### Passage
-- start --

Takeda Shingen (December 1, 1521 – May 13, 1573)

Known as the Tiger of Kai, Takeda Shingen was an ideas man, an exceptional general famous for his tactical genius, and his innovations. He was an asset to his father from an early age, playing a major role in the Battle of Un no Kuchi in 1536, at the age of just 15. When his father, for some unknown reason, announced his second son as heir, Shingen led a bloodless coup, sending his father into custodial retirement. As undisputed leader of the Takeda clan, he commenced his expansionist policies, seeing action in the Battle of Sezawa, the sieges of Uehara, Kuwabara and Fukuyo, Battles of Ankokuji, Odaihara, Shiojiritoge etcetera, and the famed series of Battles of Kawanakajima against Uesugi Kenshin.

Takeda Shingen, one of the greatest samurai leaders

It was Shingen who decided to place all warriors wearing red lacquered armor in the front lines of his armies to psychologically intimidate the enemy, an idea later copied by the Ii clan, vanguards of the Tokugawa army.

-- end --

### Supplied material
-- start --

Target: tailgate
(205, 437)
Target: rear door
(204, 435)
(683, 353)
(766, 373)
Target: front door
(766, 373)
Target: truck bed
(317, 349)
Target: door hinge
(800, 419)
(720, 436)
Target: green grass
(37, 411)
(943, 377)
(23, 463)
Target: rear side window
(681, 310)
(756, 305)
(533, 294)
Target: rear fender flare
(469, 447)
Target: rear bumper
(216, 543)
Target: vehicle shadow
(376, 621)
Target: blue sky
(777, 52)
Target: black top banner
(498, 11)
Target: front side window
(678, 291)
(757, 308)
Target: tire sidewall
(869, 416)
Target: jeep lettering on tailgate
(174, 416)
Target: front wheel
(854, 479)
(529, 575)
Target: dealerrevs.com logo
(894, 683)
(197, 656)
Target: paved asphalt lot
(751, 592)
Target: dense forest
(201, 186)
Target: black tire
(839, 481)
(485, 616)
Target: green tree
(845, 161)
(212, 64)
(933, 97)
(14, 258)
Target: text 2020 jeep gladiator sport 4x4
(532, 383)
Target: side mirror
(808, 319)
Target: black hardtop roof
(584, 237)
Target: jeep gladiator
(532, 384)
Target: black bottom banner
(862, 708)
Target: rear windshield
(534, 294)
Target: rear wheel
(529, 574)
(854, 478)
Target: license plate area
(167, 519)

-- end --

### To be done
1 – Answer these about the passage on Takeda Shingen:
(a) What nickname was Takeda Shingen known by?
(b) In which battle did he play a major role at the age of 15?
(c) Which clan later copied his practice of putting warriors in red lacquered armor in the front lines?
2 – Please continue the passage on Takeda Shingen, writing what follows its final sentence.

### Answers by task
1 –
(a) The Tiger of Kai.
(b) The Battle of Un no Kuchi, in 1536.
(c) The Ii clan, vanguards of the Tokugawa army.

2 –
Shingen is well remembered for his development and use of the cavalry charge. Originally, mounted samurai were primarily archers. By the 16th Century, larger armies of foot soldiers and ashigaru foot soldiers had come into use. To defeat these infantry troops, Shingen re-trained his horsemen into lancers, which came to be known as the Takeda Kiba Gundan (騎馬軍団), and developed the cavalry charge that was used to devastating effect during the 1572 Battle of Mikatagahara. This new tactic was so effective, and so frightening, few would dare to face Shingen in battle.

The Battle of Mikatagahara

Shingen apparently created the Shingen Tsuba, (sword hand guard) also known as a Takeda Tsuba. The story goes that while waiting for a battle to commence, Shingen wrapped brass wire around a large iron sukashi tsuba to keep him calm, focused and able to think with a clear mind for when the battle started. Because of this, many of his vassals followed Shingen’s lead and made similar tsuba as well. Apparently, this continued through the Edo period.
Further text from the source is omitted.